Task instructions
Would you reproduce every record exactly, leaving out the pictures?

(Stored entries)
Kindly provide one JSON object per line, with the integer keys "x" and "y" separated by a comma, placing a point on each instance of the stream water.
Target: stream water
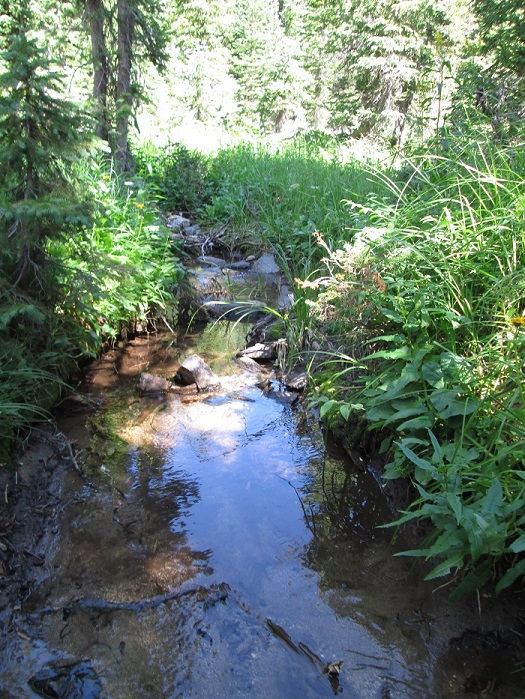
{"x": 218, "y": 548}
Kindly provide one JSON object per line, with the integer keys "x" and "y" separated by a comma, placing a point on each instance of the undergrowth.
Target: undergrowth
{"x": 117, "y": 275}
{"x": 433, "y": 301}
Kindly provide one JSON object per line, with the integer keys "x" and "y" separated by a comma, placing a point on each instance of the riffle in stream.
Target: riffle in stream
{"x": 218, "y": 548}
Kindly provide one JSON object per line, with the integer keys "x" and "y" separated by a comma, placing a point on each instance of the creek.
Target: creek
{"x": 218, "y": 547}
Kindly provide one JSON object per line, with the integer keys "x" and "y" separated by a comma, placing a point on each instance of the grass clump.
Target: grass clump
{"x": 117, "y": 275}
{"x": 433, "y": 300}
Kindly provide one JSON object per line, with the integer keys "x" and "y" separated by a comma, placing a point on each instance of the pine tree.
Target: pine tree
{"x": 40, "y": 135}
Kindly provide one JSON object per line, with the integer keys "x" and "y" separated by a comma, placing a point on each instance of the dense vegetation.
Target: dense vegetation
{"x": 393, "y": 205}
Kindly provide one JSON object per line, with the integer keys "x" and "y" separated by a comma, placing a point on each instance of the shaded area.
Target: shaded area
{"x": 219, "y": 548}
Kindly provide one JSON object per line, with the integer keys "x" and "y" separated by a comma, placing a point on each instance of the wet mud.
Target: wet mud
{"x": 215, "y": 546}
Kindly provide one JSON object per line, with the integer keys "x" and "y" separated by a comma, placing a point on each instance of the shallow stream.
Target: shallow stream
{"x": 218, "y": 548}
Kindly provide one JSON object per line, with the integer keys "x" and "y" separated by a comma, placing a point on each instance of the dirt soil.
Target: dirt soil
{"x": 31, "y": 504}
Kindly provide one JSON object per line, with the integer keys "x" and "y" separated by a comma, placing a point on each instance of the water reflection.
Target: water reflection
{"x": 221, "y": 550}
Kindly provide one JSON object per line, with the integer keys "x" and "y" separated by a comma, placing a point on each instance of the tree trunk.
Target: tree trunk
{"x": 123, "y": 96}
{"x": 95, "y": 17}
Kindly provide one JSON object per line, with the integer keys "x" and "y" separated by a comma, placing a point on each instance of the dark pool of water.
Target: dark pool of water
{"x": 218, "y": 548}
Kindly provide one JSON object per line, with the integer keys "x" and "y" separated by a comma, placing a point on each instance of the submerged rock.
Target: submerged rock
{"x": 266, "y": 264}
{"x": 295, "y": 379}
{"x": 178, "y": 223}
{"x": 68, "y": 681}
{"x": 239, "y": 265}
{"x": 203, "y": 376}
{"x": 235, "y": 310}
{"x": 263, "y": 350}
{"x": 148, "y": 383}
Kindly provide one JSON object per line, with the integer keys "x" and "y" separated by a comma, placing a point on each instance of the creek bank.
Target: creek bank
{"x": 472, "y": 653}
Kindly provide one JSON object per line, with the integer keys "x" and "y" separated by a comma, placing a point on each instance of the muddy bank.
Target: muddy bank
{"x": 216, "y": 548}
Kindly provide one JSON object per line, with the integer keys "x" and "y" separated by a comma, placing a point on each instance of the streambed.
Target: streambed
{"x": 217, "y": 547}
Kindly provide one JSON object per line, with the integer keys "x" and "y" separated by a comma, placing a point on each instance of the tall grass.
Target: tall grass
{"x": 441, "y": 379}
{"x": 115, "y": 276}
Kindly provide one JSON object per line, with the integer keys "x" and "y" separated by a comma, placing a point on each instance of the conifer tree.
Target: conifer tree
{"x": 40, "y": 135}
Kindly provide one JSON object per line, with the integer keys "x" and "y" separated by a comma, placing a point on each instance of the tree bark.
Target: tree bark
{"x": 123, "y": 96}
{"x": 95, "y": 16}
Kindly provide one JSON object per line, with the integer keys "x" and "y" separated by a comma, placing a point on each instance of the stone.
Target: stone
{"x": 210, "y": 261}
{"x": 204, "y": 377}
{"x": 235, "y": 310}
{"x": 249, "y": 364}
{"x": 184, "y": 377}
{"x": 239, "y": 265}
{"x": 295, "y": 379}
{"x": 263, "y": 350}
{"x": 192, "y": 230}
{"x": 148, "y": 383}
{"x": 286, "y": 298}
{"x": 77, "y": 680}
{"x": 178, "y": 222}
{"x": 266, "y": 264}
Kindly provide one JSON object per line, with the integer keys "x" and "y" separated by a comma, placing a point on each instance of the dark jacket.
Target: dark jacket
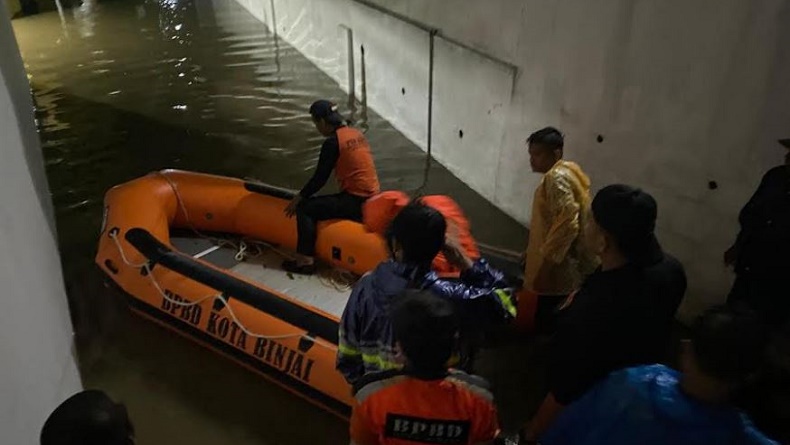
{"x": 764, "y": 240}
{"x": 646, "y": 406}
{"x": 366, "y": 342}
{"x": 619, "y": 318}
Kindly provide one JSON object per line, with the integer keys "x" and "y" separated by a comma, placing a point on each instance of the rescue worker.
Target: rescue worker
{"x": 415, "y": 236}
{"x": 761, "y": 253}
{"x": 623, "y": 313}
{"x": 378, "y": 212}
{"x": 423, "y": 403}
{"x": 88, "y": 418}
{"x": 656, "y": 405}
{"x": 557, "y": 261}
{"x": 347, "y": 152}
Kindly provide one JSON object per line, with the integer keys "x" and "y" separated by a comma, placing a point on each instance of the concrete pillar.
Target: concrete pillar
{"x": 39, "y": 370}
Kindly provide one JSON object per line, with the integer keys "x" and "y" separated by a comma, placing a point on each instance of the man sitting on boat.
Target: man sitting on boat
{"x": 415, "y": 237}
{"x": 347, "y": 152}
{"x": 424, "y": 402}
{"x": 378, "y": 212}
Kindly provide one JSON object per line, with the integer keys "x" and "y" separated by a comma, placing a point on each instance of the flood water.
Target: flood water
{"x": 123, "y": 88}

Response for this exercise
Kindly provide one JSON object per line, with the integer keys "x" and "y" separated by a comma, placing a point on each instance of the stream water.
Target: stream water
{"x": 218, "y": 548}
Kindly provide one JSON object per line, with the integer keys "x" and "y" separated by a comma, placing a point on each instance of the undergrowth.
Target: undergrowth
{"x": 117, "y": 275}
{"x": 433, "y": 301}
Kindly provide one JSON object per line, with the integer keys "x" and "y" separated by a comma, placing a point on each instance of the riffle in stream.
Target: riffle in stream
{"x": 218, "y": 548}
Kindly provide one JSON object per line, with the integer keys "x" and "y" separated by a comma, placing a point on each instance of the creek.
Target: creek
{"x": 218, "y": 547}
Kindly provide one JSON object per line, with the integer keys "x" and "y" separated by a comma, placing a point on each instance of the grass clump.
Target: grass clump
{"x": 117, "y": 275}
{"x": 433, "y": 300}
Kindly provide one JSON object per line, with the integer keys "x" and "y" separated by a comma, placing a point on each instance of the pine tree.
Target: pine tree
{"x": 40, "y": 135}
Kindly provide one JSON object per line, with the integer keys "x" and "y" separated by a comma, placing a point on each instance of the dense vegetation.
Target: dense vegetation
{"x": 393, "y": 205}
Kindly provide one JSON object per line, with the integer keys "x" and "y" separated by a comma, placing a point on each instance of the shaded area.
Target: shaded area
{"x": 219, "y": 548}
Kindly provide one JSON object per line, with the integer keys "x" and "y" separated by a comma, placing a point on each instance of the wet mud.
Target: wet mud
{"x": 215, "y": 546}
Kindly provide one JSON object per line, with the integer keys "x" and "y" separated by a comma, placing a point on each instance of the shallow stream.
Target: shallow stream
{"x": 218, "y": 548}
Kindly provide one JSON object per line, with the integer keys "x" and "y" separated by a comma, placing a point on each instance of the dirt soil.
Target: dirt soil
{"x": 31, "y": 504}
Kindly provide one JSON object per line, with the integer keys "x" and "y" separated by a comma, placing a point on each instance of the water reflection.
Target: water reflection
{"x": 221, "y": 550}
Kindly provide one JSON object per line, with the integer keys "x" and "y" separated by a comma, placing a point on each instance of the tree trunk.
Target: tree trunk
{"x": 123, "y": 96}
{"x": 95, "y": 17}
Kindly provide one JSON object per line, with the integer keys "x" and "y" separated by a comma, placing a point on each instance of the dark pool of water.
Target: dark pool of water
{"x": 218, "y": 548}
Kindly provide one JSON object per line, with the integer keys "x" and "y" separated by a comma, placing a point on each instance of the submerged rock.
Target: submerged rock
{"x": 266, "y": 264}
{"x": 295, "y": 379}
{"x": 178, "y": 223}
{"x": 68, "y": 681}
{"x": 239, "y": 265}
{"x": 203, "y": 376}
{"x": 235, "y": 310}
{"x": 263, "y": 350}
{"x": 148, "y": 383}
Kindly provide one JSON object per line, with the integer keys "x" and "y" separated by a comma, placing a point on each instance of the creek bank.
Target: creek bank
{"x": 472, "y": 653}
Kindly provide one JSON object per line, with the integer keys "x" and "y" separated by a comma, placing a point on each instance of the muddy bank.
Target: muddy bank
{"x": 216, "y": 548}
Kindly provide one JSON object per line, with the integer keys "x" and "y" separated by a comma, placing a point on each instance of the streambed.
Target: streambed
{"x": 217, "y": 547}
Kindly provide one JSON object per line, with the integer keys "x" and "y" separated by a comma, placing a point on each instance of the tall grass.
Target: tall grass
{"x": 441, "y": 379}
{"x": 115, "y": 276}
Kindly provide one JSON object per line, with the integer keys "x" and "y" separated by a comma, placing a point on each instance of the conifer tree.
Target: conifer tree
{"x": 40, "y": 135}
Kindly provide one JSON object per line, with the integer keys "x" and "y" separated by a comma, placing a point on each instance of the tree bark.
Target: tree bark
{"x": 123, "y": 96}
{"x": 95, "y": 16}
Kindly provide one JSON object per line, with the integer keys "x" and "y" separated by a comma, placing a point on each instance of the stone.
Target: stone
{"x": 210, "y": 261}
{"x": 204, "y": 377}
{"x": 235, "y": 310}
{"x": 249, "y": 364}
{"x": 184, "y": 377}
{"x": 239, "y": 265}
{"x": 295, "y": 379}
{"x": 263, "y": 350}
{"x": 192, "y": 230}
{"x": 148, "y": 383}
{"x": 286, "y": 298}
{"x": 77, "y": 680}
{"x": 178, "y": 222}
{"x": 266, "y": 264}
Kindly provide one JSON object per line, with the integer keys "x" and "y" separated by a comma, placing a point on each instance of the dark jacket.
Target: dark jacket
{"x": 764, "y": 240}
{"x": 646, "y": 406}
{"x": 366, "y": 342}
{"x": 619, "y": 318}
Kindly provide one JSON object per line, with the integer keys "x" and "y" separated by a comma, placing a point on each instance of the rescue worker.
Target: rescue worker
{"x": 415, "y": 236}
{"x": 761, "y": 253}
{"x": 623, "y": 313}
{"x": 378, "y": 212}
{"x": 423, "y": 403}
{"x": 88, "y": 418}
{"x": 656, "y": 405}
{"x": 557, "y": 261}
{"x": 347, "y": 152}
Kindly provide one JSON object per line, with the integer keys "x" and "y" separated by a comma, placing a point on each instance of the concrete pillar.
Target: concrete pillar
{"x": 39, "y": 370}
Kindly provide one JSON object per line, with the integer keys "x" and "y" separated by a comma, placing a point on each instance of the man sitting on boat.
Target: man sitting on boat
{"x": 415, "y": 237}
{"x": 347, "y": 152}
{"x": 424, "y": 402}
{"x": 378, "y": 212}
Kindly provide one JSON object per line, with the integer keys "x" and "y" separated by a comma, placing a point on each instance of the flood water.
Target: flood water
{"x": 123, "y": 88}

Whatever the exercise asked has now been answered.